▸ What you are asked to do
Render every line of the entries below as a numbered list, omitting blank lines and leaving the pictures out.

-- begin Listed entries --

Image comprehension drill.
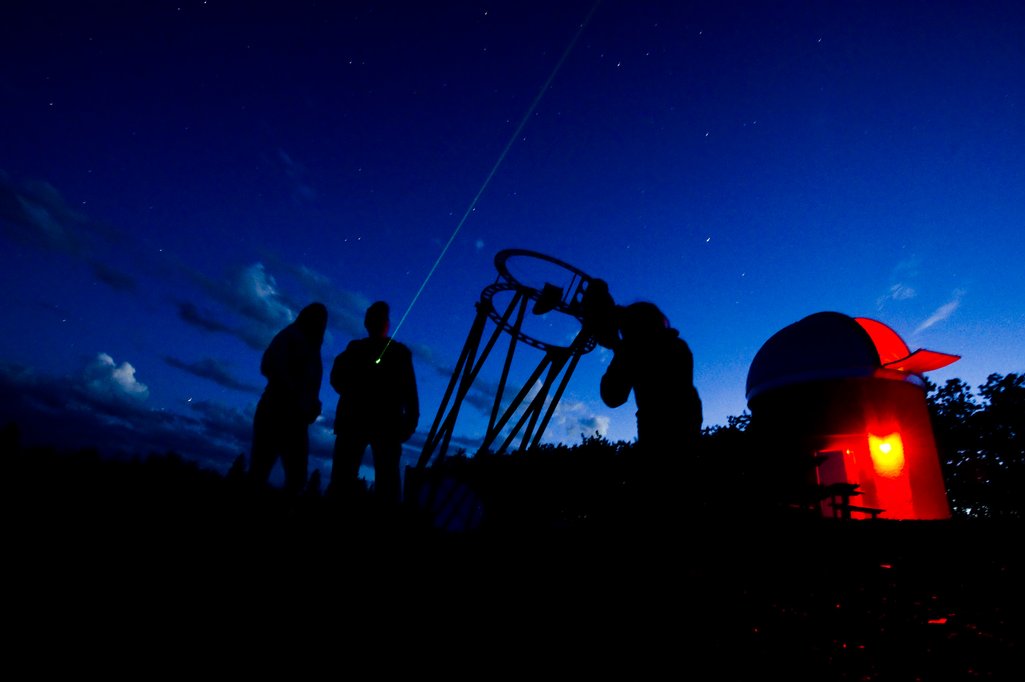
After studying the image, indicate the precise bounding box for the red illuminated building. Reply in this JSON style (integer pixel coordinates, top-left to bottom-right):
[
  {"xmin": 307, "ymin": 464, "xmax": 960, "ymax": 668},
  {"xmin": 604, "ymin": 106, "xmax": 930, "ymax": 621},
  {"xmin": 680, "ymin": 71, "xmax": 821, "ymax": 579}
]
[{"xmin": 747, "ymin": 312, "xmax": 959, "ymax": 520}]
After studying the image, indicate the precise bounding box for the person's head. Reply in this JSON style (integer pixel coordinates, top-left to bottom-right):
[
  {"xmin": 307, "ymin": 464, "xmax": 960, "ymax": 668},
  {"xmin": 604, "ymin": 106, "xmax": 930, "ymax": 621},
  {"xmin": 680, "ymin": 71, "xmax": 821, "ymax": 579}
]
[
  {"xmin": 363, "ymin": 300, "xmax": 392, "ymax": 336},
  {"xmin": 295, "ymin": 303, "xmax": 327, "ymax": 344},
  {"xmin": 619, "ymin": 300, "xmax": 669, "ymax": 340}
]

-- end Listed entries --

▸ Complete response
1. Image comprehension drill.
2. After studying the image, indicate the precise bounding box for the red illuminated building. Reply in this JSON style (integer pixel coordinates, top-left to bottom-right):
3. [
4.   {"xmin": 307, "ymin": 464, "xmax": 960, "ymax": 668},
5.   {"xmin": 604, "ymin": 106, "xmax": 930, "ymax": 621},
6.   {"xmin": 680, "ymin": 71, "xmax": 821, "ymax": 579}
7. ]
8. [{"xmin": 747, "ymin": 312, "xmax": 959, "ymax": 520}]
9. After studying the image, indicate the precise bounding box for the person's head. Reply in this JSON style (integer pixel coordinates, top-left to bottom-right):
10. [
11.   {"xmin": 307, "ymin": 464, "xmax": 960, "ymax": 668},
12.   {"xmin": 604, "ymin": 106, "xmax": 930, "ymax": 621},
13.   {"xmin": 680, "ymin": 71, "xmax": 821, "ymax": 579}
14. ]
15. [
16.   {"xmin": 363, "ymin": 300, "xmax": 392, "ymax": 336},
17.   {"xmin": 295, "ymin": 303, "xmax": 327, "ymax": 344},
18.   {"xmin": 619, "ymin": 300, "xmax": 669, "ymax": 340}
19. ]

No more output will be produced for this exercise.